(Extracted data entries)

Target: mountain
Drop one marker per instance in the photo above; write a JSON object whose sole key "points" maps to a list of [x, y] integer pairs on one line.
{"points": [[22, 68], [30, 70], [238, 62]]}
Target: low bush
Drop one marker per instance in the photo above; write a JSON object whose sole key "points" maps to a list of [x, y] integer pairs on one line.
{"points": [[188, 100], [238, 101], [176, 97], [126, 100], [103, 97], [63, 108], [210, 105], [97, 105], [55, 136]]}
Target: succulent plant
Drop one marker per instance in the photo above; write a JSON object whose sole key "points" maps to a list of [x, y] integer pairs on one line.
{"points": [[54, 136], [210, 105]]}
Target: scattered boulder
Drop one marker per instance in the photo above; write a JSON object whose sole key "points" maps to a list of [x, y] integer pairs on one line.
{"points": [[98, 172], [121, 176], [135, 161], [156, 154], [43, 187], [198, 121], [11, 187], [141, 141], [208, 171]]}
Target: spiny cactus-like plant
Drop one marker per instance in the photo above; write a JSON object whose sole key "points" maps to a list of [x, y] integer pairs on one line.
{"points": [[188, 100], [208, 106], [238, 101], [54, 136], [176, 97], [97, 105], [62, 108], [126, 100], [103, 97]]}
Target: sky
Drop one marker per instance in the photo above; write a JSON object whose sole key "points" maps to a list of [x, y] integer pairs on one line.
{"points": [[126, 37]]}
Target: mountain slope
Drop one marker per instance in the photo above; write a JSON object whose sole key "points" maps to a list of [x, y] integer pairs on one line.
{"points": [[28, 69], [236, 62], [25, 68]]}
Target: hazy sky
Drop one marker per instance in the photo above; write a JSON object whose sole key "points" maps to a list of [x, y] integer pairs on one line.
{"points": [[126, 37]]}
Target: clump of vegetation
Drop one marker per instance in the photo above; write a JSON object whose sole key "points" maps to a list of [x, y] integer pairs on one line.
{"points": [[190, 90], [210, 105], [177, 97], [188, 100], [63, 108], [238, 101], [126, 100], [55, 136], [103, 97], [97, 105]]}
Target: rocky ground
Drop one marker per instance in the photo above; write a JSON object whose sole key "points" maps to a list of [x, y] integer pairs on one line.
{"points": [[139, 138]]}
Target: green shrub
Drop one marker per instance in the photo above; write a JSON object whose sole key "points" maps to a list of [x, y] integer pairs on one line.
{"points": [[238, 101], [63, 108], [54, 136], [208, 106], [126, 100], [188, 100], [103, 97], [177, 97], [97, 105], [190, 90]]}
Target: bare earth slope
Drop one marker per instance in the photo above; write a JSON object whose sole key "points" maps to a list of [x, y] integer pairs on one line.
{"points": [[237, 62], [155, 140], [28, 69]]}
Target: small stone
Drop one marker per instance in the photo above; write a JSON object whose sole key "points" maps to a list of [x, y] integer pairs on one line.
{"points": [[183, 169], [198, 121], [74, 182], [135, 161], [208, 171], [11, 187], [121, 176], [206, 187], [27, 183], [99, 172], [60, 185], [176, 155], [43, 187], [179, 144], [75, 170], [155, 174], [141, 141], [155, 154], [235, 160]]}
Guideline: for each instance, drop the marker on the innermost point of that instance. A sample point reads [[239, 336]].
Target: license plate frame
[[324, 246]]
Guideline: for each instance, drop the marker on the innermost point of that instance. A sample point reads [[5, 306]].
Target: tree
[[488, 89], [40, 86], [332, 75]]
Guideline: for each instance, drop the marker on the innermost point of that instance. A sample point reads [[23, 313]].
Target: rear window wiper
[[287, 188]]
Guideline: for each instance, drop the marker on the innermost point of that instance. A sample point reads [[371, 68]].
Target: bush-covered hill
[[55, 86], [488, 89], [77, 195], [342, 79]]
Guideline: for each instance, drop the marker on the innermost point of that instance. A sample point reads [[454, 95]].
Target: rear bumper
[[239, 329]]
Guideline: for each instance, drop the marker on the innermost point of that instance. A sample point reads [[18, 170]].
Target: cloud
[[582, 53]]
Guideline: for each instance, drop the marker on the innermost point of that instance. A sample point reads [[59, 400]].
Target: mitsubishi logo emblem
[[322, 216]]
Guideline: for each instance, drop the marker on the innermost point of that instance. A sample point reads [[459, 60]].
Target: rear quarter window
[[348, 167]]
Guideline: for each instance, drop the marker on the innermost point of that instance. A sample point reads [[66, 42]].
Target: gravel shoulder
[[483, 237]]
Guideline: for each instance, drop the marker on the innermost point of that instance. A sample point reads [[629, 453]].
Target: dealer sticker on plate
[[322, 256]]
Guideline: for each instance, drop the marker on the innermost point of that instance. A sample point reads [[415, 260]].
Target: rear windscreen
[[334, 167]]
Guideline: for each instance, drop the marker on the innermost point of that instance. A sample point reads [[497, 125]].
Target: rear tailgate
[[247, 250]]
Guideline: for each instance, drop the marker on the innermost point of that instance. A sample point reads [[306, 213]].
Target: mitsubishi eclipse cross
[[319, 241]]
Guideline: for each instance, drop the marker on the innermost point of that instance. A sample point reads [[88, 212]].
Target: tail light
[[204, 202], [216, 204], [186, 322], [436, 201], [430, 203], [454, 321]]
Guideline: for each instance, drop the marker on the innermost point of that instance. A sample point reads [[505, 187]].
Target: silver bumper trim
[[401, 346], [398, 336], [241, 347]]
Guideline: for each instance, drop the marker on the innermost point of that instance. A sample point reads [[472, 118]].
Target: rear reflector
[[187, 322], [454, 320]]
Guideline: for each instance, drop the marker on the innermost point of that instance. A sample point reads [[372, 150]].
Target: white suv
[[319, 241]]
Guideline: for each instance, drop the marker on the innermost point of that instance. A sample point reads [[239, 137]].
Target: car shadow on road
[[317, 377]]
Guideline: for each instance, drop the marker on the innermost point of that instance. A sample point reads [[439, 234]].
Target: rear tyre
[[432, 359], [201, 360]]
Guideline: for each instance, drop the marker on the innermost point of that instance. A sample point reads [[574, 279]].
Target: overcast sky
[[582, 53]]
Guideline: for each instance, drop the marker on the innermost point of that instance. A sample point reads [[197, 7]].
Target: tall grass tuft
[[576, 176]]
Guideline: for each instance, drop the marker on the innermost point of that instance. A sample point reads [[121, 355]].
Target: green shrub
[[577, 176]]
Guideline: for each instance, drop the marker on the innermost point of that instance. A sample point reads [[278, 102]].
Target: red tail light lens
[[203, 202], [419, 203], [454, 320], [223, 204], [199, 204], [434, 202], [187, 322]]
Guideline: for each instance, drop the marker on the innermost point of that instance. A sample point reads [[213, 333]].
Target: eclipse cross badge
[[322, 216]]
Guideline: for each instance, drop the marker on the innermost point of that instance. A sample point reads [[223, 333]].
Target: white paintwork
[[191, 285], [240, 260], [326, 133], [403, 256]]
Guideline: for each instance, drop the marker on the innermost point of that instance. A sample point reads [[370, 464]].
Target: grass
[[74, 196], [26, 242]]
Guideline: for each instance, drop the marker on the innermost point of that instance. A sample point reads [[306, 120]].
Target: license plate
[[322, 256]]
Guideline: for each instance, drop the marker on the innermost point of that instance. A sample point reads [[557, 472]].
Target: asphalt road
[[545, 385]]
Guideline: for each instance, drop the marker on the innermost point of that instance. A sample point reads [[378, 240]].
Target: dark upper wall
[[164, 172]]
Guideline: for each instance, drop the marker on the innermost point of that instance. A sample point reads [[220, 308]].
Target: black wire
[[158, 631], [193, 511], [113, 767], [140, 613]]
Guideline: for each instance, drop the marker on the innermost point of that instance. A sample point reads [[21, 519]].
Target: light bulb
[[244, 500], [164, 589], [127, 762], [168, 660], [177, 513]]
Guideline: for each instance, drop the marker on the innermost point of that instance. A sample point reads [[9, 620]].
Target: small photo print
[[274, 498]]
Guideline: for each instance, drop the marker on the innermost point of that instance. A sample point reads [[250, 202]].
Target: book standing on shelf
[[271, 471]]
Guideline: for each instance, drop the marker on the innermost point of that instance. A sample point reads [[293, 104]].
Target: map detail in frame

* WORK INSTRUCTIONS: Arrange the lines of the rows above as a Markdown table with the columns Line No. and Content, starting at the line that contains "reads [[454, 95]]." and ending at the line that contains "[[348, 167]]", both included, with blank lines left out.

* ANSWER TO THE EXERCISE:
| Line No. | Content |
|---|---|
| 1 | Guideline: for each instance, drop the marker on the innermost point of that instance. A sample point reads [[454, 95]]. |
| 2 | Target: rear bumper |
| 3 | [[239, 329]] |
| 4 | Guideline: for each instance, drop the marker on the innermost point of that instance. A sample point reads [[18, 170]]. |
| 5 | Target: cloud |
| 6 | [[582, 53]] |
| 7 | Guideline: for each instance, drop the marker on the innermost point of that instance. A sample point reads [[59, 400]]. |
| 8 | Target: mitsubishi logo emblem |
| 9 | [[322, 216]] |
| 10 | Guideline: for each instance, drop the marker on the innermost point of that instance. A sample point reads [[459, 60]]. |
| 11 | Target: rear quarter window |
| 12 | [[348, 167]] |